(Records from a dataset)
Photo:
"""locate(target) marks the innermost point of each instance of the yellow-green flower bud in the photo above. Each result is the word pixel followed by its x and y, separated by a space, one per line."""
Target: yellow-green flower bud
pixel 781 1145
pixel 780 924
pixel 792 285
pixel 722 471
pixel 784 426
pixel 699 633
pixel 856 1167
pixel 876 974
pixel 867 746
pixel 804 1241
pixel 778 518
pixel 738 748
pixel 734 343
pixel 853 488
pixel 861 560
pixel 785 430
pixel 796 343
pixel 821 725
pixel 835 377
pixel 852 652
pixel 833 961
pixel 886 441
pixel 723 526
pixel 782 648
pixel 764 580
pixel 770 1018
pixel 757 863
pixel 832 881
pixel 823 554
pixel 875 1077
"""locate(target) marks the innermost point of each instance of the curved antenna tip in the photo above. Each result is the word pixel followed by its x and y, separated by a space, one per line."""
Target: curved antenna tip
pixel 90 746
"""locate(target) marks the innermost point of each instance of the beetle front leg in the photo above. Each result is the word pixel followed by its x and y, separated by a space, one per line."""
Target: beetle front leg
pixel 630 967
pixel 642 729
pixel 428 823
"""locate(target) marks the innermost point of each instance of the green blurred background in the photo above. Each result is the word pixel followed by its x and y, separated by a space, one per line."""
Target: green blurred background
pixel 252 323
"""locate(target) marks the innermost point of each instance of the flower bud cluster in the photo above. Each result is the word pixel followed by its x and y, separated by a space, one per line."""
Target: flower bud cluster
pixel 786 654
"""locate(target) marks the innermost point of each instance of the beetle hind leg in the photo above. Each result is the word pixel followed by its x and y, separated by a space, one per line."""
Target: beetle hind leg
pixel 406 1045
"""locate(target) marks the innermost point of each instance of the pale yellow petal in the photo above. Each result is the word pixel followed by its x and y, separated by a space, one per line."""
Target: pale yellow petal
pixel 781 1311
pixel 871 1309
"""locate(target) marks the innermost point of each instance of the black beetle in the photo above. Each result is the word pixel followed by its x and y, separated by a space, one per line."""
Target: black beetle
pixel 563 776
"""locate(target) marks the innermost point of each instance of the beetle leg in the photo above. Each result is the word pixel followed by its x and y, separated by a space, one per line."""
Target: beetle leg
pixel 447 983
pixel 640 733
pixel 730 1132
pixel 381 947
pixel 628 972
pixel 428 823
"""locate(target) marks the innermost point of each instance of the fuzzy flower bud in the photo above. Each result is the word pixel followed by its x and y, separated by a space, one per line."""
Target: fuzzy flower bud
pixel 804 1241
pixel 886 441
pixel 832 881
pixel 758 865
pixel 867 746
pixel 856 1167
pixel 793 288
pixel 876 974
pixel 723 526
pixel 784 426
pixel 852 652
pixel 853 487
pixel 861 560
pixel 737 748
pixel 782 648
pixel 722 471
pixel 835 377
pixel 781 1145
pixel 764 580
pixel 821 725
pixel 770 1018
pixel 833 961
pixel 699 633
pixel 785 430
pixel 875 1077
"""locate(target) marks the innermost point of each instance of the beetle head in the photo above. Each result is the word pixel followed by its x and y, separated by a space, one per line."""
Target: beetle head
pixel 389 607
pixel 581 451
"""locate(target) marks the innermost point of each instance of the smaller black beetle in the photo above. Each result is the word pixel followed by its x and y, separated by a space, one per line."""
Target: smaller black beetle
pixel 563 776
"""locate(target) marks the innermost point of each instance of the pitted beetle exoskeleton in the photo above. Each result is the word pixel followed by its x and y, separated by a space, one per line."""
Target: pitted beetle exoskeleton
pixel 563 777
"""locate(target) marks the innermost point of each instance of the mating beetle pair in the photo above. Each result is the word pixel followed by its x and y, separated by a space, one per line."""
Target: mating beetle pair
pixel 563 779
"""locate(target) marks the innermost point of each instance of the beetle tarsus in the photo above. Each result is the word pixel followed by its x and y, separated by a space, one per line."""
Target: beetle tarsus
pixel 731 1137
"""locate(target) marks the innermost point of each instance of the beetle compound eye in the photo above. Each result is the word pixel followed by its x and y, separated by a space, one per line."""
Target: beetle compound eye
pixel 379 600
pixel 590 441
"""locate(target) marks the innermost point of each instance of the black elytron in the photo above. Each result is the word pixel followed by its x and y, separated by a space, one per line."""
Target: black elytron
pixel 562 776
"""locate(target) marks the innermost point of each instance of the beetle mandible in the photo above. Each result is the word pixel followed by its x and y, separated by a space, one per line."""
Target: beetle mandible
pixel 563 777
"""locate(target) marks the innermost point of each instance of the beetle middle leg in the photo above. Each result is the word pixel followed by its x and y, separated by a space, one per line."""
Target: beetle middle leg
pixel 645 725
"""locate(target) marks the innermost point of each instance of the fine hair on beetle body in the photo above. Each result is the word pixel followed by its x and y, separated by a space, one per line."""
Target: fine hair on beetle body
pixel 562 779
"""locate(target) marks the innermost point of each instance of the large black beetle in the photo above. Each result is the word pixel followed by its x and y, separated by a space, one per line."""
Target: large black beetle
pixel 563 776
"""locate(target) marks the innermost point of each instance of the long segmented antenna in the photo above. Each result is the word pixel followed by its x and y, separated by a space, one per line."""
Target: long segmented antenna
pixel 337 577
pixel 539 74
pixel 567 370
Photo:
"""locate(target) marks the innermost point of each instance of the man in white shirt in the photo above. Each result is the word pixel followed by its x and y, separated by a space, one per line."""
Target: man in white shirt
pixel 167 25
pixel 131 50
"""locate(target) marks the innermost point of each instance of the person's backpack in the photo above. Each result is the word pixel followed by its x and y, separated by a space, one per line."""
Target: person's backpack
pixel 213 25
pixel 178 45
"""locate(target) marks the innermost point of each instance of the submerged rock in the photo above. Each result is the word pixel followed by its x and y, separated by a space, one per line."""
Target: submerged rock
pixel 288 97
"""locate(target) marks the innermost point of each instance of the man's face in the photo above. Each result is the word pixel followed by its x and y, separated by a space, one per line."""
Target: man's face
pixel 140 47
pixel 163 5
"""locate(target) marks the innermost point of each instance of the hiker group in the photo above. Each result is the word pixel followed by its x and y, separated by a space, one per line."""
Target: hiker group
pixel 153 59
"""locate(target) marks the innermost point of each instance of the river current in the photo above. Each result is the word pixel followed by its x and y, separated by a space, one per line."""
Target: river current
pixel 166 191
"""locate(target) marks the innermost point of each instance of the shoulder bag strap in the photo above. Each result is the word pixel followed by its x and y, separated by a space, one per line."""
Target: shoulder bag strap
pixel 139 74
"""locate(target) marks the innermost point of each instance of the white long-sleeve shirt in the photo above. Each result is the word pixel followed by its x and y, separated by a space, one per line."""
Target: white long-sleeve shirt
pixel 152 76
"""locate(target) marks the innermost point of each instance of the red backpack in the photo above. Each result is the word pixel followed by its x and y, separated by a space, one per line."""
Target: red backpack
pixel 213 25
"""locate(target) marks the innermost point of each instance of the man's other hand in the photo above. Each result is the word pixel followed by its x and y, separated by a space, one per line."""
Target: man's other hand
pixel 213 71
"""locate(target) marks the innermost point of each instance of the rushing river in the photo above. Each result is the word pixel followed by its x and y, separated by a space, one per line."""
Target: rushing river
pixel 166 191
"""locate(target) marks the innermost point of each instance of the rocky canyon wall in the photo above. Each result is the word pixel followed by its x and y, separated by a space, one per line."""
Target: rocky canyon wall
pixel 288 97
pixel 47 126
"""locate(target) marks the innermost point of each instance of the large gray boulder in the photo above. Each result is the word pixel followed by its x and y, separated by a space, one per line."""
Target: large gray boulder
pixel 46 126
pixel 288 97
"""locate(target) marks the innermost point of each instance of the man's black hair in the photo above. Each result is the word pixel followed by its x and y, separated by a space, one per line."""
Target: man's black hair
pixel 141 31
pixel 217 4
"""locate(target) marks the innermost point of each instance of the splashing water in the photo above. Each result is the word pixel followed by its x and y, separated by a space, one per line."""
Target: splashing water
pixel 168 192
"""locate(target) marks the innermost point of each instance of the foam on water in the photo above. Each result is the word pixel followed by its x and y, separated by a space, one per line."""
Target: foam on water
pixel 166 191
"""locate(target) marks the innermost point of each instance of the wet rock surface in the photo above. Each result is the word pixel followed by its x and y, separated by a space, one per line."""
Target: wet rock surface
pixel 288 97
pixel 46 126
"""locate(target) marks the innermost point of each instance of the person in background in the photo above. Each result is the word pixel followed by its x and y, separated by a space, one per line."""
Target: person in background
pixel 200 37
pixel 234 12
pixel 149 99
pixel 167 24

→ **What is expected**
Starting at the line that contains "Target: beetle tarsus" and stopping after the line that contains "the beetle compound", write out every line exactly as it appears above, and no other line.

→ **Answer area**
Target: beetle tarsus
pixel 731 1137
"""locate(target) marks the innermost point of each instance of the beetle compound eye in the photo above. Each result is the word pixel followed by its x and y, separated by a space, one per line."""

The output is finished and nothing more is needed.